Text extract ->
-- Begin --

Preparing for Deposition
Many attorneys will employ the “limited knowledge” strategy described above, but some have taken it one step further—producing witnesses who simply “cannot recall” any of the information asked of them. Courts have been emphatic in ruling that this tactic is strictly prohibited by the rule and often comes with consequences. (See Part IV). Rather, thorough preparation is the best way control the flow of information and comply with the rule.
Because the deponent need not have personal knowledge, preparation is not only wise, it is required by the court. In United States v. Taylor, the court held that even when a corporation no longer employs any individuals who can recall a distant event, the duty to prepare a deponent with available resources is not discharged. Rather any materials that are reasonably available, such as documents or former employees, must be used to inform the deponent of the condition of the corporation.[6] This can seem like a momentous task—especially for companies that are large or have a long history. However, this duty exists only within the scope of information listed within the notice, which must be described with “reasonable particularity.” Although these topics will limit the amount of information that the deponent must be prepared to discuss, it will not limit the scope of questions asked and will not insulate the deponent from being re-deposed in his individual capacity.

-- End --

Job A ->
Which court case held that a corporation's duty to prepare a deponent continues even when it no longer employs anyone who can recall a distant event?

Material to process ->

-- Begin --

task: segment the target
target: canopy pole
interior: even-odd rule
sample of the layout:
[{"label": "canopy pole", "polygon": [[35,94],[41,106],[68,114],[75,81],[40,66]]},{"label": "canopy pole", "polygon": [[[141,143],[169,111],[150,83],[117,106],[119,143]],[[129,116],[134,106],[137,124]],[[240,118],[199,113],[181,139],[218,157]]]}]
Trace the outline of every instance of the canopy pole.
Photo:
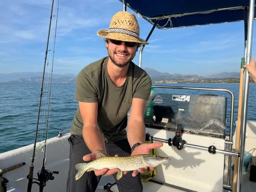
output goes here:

-- End --

Job B ->
Output every line of the listing as a JSON list of strings, one string per line, with blank lines and the picture left out.

Correct result A ->
United States v. Taylor.

Correct result B ->
[
  "task: segment the target",
  "target: canopy pole",
  "interior: even-odd rule",
  "sample of the layout:",
  "[{\"label\": \"canopy pole\", \"polygon\": [[35,94],[41,106],[68,114],[75,81],[40,66]]},{\"label\": \"canopy pole\", \"polygon\": [[[141,143],[169,111],[150,83],[117,106],[119,143]],[[129,116],[134,106],[137,124]],[[240,118],[199,113],[181,139],[218,157]]]}]",
  "Trace the outline of every instance of the canopy pole.",
  "Photo:",
  "output goes here:"
]